__Dataset lines about where objects are located__.
********************

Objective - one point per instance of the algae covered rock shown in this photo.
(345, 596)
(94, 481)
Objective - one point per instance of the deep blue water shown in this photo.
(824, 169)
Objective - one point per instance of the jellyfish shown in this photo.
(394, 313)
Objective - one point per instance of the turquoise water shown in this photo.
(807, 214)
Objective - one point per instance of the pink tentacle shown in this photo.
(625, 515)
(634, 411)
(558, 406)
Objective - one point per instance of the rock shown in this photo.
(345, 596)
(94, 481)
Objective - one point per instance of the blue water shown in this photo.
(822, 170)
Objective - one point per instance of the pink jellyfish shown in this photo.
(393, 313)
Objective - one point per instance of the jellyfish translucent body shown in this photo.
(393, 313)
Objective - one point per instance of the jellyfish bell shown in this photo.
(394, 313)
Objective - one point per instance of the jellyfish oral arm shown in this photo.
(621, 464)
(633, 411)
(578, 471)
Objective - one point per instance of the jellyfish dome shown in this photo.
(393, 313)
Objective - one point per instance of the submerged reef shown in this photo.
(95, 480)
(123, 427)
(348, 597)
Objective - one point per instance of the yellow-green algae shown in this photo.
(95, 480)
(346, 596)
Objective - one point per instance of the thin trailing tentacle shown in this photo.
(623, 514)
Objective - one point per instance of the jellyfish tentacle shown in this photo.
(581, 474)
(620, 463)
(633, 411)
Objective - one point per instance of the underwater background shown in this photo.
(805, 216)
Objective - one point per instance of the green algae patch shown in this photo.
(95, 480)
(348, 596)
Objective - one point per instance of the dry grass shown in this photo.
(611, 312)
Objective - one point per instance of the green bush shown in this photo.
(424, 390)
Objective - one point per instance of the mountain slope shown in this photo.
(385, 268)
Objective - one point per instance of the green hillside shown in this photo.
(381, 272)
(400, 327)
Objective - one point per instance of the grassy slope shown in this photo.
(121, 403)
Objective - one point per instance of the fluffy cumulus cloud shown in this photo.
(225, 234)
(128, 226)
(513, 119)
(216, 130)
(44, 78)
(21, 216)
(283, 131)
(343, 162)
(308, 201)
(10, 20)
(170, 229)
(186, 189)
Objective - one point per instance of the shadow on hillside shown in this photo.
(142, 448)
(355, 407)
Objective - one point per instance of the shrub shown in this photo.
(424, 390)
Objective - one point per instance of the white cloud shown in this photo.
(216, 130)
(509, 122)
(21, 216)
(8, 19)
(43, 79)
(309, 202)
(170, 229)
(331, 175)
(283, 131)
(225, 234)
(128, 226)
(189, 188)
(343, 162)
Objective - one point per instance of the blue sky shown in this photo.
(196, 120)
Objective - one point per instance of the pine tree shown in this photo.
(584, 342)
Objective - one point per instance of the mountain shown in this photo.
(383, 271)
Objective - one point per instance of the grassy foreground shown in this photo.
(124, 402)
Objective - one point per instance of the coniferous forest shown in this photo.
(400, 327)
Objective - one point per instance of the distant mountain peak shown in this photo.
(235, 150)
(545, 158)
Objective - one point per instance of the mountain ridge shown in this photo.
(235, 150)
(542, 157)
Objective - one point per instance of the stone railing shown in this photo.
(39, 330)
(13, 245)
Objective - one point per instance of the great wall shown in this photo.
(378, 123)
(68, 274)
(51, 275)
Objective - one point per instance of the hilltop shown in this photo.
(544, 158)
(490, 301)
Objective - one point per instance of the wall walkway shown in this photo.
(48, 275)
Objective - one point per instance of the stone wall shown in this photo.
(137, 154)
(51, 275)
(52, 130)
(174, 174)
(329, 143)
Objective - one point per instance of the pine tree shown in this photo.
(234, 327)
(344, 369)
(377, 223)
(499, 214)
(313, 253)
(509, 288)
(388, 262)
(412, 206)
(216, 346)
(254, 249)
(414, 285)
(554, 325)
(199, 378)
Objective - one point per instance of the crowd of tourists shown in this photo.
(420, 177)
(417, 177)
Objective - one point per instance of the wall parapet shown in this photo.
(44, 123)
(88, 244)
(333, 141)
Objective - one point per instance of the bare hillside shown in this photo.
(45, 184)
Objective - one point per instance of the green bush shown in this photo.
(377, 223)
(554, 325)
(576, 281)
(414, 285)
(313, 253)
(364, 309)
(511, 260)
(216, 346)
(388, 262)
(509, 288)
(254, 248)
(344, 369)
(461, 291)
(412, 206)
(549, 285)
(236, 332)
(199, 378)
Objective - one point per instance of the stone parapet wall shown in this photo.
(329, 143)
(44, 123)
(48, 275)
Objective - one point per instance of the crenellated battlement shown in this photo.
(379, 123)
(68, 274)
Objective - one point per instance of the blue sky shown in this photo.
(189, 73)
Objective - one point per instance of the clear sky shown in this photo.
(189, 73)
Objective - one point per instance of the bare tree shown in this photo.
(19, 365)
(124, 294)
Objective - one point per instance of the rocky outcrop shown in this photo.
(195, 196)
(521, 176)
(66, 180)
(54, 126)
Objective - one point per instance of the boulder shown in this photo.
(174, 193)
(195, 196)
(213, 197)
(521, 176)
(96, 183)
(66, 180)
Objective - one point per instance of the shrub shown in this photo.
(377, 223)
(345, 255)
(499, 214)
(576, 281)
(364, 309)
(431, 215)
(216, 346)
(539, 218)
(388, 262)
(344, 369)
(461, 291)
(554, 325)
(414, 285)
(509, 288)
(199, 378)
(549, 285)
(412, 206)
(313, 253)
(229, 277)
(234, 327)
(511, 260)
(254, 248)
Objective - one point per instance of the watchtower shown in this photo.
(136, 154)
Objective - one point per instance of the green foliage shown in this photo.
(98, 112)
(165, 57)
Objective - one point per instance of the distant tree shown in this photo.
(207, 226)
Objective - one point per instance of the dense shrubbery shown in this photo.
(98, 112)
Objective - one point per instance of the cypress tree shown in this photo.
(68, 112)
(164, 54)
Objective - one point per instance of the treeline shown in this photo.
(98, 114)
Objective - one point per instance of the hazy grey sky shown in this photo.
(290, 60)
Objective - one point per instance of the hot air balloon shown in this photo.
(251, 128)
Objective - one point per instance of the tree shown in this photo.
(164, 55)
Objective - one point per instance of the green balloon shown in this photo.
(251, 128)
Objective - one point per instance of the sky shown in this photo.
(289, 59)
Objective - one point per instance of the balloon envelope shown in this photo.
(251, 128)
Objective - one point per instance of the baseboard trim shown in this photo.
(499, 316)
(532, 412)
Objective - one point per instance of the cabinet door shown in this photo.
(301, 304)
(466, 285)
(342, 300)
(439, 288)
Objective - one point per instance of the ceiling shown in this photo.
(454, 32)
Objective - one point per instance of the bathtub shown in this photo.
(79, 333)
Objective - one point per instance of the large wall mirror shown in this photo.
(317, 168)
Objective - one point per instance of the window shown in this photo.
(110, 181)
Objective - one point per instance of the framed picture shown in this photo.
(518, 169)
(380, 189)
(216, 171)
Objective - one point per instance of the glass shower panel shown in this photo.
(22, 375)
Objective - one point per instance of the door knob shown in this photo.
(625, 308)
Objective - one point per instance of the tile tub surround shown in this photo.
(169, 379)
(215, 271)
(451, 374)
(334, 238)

********************

__PROBLEM STATEMENT__. Write out all of the lines above, reproducing each one without any changes.

__FINISHED EXERCISE__.
Objective - one point per instance of the algae covered rock shown in this photo.
(345, 596)
(94, 481)
Objective - one point per instance of the deep blue water shown in this photo.
(824, 169)
Objective - one point per instance of the jellyfish shown in this photo.
(394, 313)
Objective - one point per instance of the turquoise water shown in this photo.
(807, 214)
Objective - one point per instance of the pink tentacle shown in this photo.
(625, 515)
(634, 411)
(558, 406)
Objective - one point per instance of the rock shown in this photo.
(345, 596)
(94, 481)
Objective - one point per instance of the blue water shown in this photo.
(822, 170)
Objective - one point per instance of the pink jellyfish shown in this photo.
(393, 313)
Objective - one point per instance of the jellyfish translucent body shown in this photo.
(393, 313)
Objective - one point per instance of the jellyfish bell shown in this photo.
(394, 313)
Objective - one point per instance of the jellyfish oral arm shown in this photo.
(621, 464)
(633, 411)
(578, 471)
Objective - one point per instance of the jellyfish dome shown in this photo.
(393, 313)
Objective - one point per instance of the submerged reef shown in this photo.
(95, 480)
(123, 427)
(348, 597)
Objective - one point per instance of the yellow-green algae shown in this photo.
(95, 480)
(346, 596)
Objective - one point per instance of the thin trailing tentacle shown in this photo.
(623, 514)
Objective - one point per instance of the jellyfish tentacle shown in this photo.
(581, 474)
(620, 463)
(633, 411)
Objective - one point per instance of the underwater background shown in this photo.
(805, 216)
Objective - one point per instance of the green algae patch shown in this photo.
(95, 480)
(348, 596)
Objective - one point per instance of the dry grass shown in this photo.
(611, 312)
Objective - one point per instance of the green bush shown in this photo.
(424, 390)
Objective - one point per instance of the mountain slope shown in this photo.
(385, 268)
Objective - one point per instance of the green hillside shown in this photo.
(381, 272)
(400, 327)
Objective - one point per instance of the grassy slope shown in this photo.
(121, 403)
Objective - one point per instance of the fluffy cumulus cloud shown in this photo.
(225, 234)
(128, 226)
(513, 119)
(216, 130)
(44, 78)
(21, 216)
(283, 131)
(343, 162)
(308, 201)
(10, 20)
(170, 229)
(186, 189)
Objective - one point per instance of the shadow on hillside shown in this photo.
(142, 448)
(355, 407)
Objective - one point per instance of the shrub shown in this photo.
(424, 390)
Objective - one point per instance of the white cloud shown in this photo.
(216, 130)
(509, 122)
(21, 216)
(8, 19)
(43, 79)
(309, 202)
(170, 229)
(331, 175)
(283, 131)
(225, 234)
(128, 226)
(189, 188)
(343, 162)
Objective - one point per instance of the blue sky shown in this photo.
(196, 120)
Objective - one point per instance of the pine tree shown in this photo.
(584, 342)
Objective - one point per instance of the mountain shown in this photo.
(383, 271)
Objective - one point per instance of the grassy foreground shown in this photo.
(124, 402)
Objective - one point per instance of the coniferous forest shown in this photo.
(400, 327)
Objective - one point per instance of the distant mountain peak shown in this photo.
(235, 150)
(545, 158)
Objective - one point per instance of the mountain ridge shown in this photo.
(235, 150)
(542, 157)
Objective - one point per instance of the stone railing shown in this photo.
(39, 330)
(13, 245)
Objective - one point per instance of the great wall shown in this photo.
(378, 123)
(68, 274)
(51, 275)
Objective - one point per instance of the hilltop shown in this photo.
(544, 158)
(490, 301)
Objective - one point per instance of the wall walkway shown in this photo.
(48, 275)
Objective - one point per instance of the stone wall shown in this photo.
(137, 154)
(51, 275)
(52, 130)
(174, 174)
(329, 143)
Objective - one point per instance of the pine tree shown in this photo.
(234, 327)
(344, 369)
(377, 223)
(499, 214)
(313, 253)
(509, 288)
(388, 262)
(412, 206)
(216, 346)
(254, 249)
(414, 285)
(554, 325)
(199, 378)
Objective - one point per instance of the crowd of tourists shown in this photo.
(420, 177)
(417, 177)
Objective - one point per instance of the wall parapet shown in this photo.
(44, 123)
(88, 244)
(333, 141)
Objective - one point per instance of the bare hillside shown in this photo.
(45, 184)
Objective - one point per instance of the green bush shown in this photo.
(377, 223)
(554, 325)
(576, 281)
(414, 285)
(313, 253)
(364, 309)
(511, 260)
(216, 346)
(388, 262)
(509, 288)
(254, 248)
(344, 369)
(461, 291)
(412, 206)
(549, 285)
(236, 332)
(199, 378)
Objective - one point per instance of the stone parapet wall shown in this photo.
(329, 143)
(44, 123)
(48, 275)
Objective - one point per instance of the crenellated battlement shown in this photo.
(379, 123)
(68, 274)
Objective - one point per instance of the blue sky shown in this photo.
(189, 73)
Objective - one point per instance of the clear sky shown in this photo.
(189, 73)
Objective - one point per instance of the bare tree shown in this photo.
(19, 365)
(124, 294)
Objective - one point per instance of the rocky outcrop shown in this photo.
(195, 196)
(521, 176)
(66, 180)
(54, 126)
Objective - one point per instance of the boulder shown in this photo.
(174, 193)
(195, 196)
(213, 197)
(521, 176)
(96, 183)
(66, 180)
Objective - one point per instance of the shrub shown in this photo.
(377, 223)
(345, 255)
(499, 214)
(576, 281)
(364, 309)
(431, 215)
(216, 346)
(539, 218)
(388, 262)
(344, 369)
(461, 291)
(554, 325)
(414, 285)
(509, 288)
(199, 378)
(549, 285)
(412, 206)
(313, 253)
(229, 277)
(234, 327)
(511, 260)
(254, 248)
Objective - one point per instance of the watchtower shown in this photo.
(136, 154)
Objective - one point per instance of the green foliage shown in this photo.
(98, 112)
(165, 57)
Objective - one point per instance of the distant tree shown in this photo.
(207, 226)
Objective - one point per instance of the dense shrubbery shown in this photo.
(98, 112)
Objective - one point per instance of the cypress tree shown in this photo.
(68, 112)
(164, 54)
Objective - one point per instance of the treeline shown in this photo.
(98, 114)
Objective - one point per instance of the hazy grey sky shown in this photo.
(290, 60)
Objective - one point per instance of the hot air balloon shown in this photo.
(251, 128)
Objective - one point per instance of the tree shown in this photo.
(164, 55)
Objective - one point per instance of the green balloon shown in this photo.
(251, 128)
Objective - one point per instance of the sky shown in this photo.
(289, 59)
Objective - one point per instance of the balloon envelope shown in this photo.
(251, 128)
Objective - one point per instance of the baseboard trim shown in this photo.
(499, 316)
(532, 412)
Objective - one point per instance of the cabinet door shown in this photo.
(301, 304)
(466, 285)
(342, 300)
(439, 288)
Objective - one point per instance of the ceiling shown in this photo.
(454, 32)
Objective - one point per instance of the bathtub shown in this photo.
(79, 333)
Objective - one point per instance of the large wall mirror shown in this photo.
(317, 168)
Objective - one point per instance of the window shown in this photo.
(110, 181)
Objective - one point per instance of the framed picture shown in this photo.
(518, 169)
(380, 189)
(216, 171)
Objective - one point per instance of the glass shower panel shown in this photo.
(22, 375)
Objective - one point per instance of the door knob shown in this photo.
(625, 308)
Objective - one point per instance of the tile tub surround shown in this photo.
(169, 379)
(215, 271)
(451, 374)
(334, 238)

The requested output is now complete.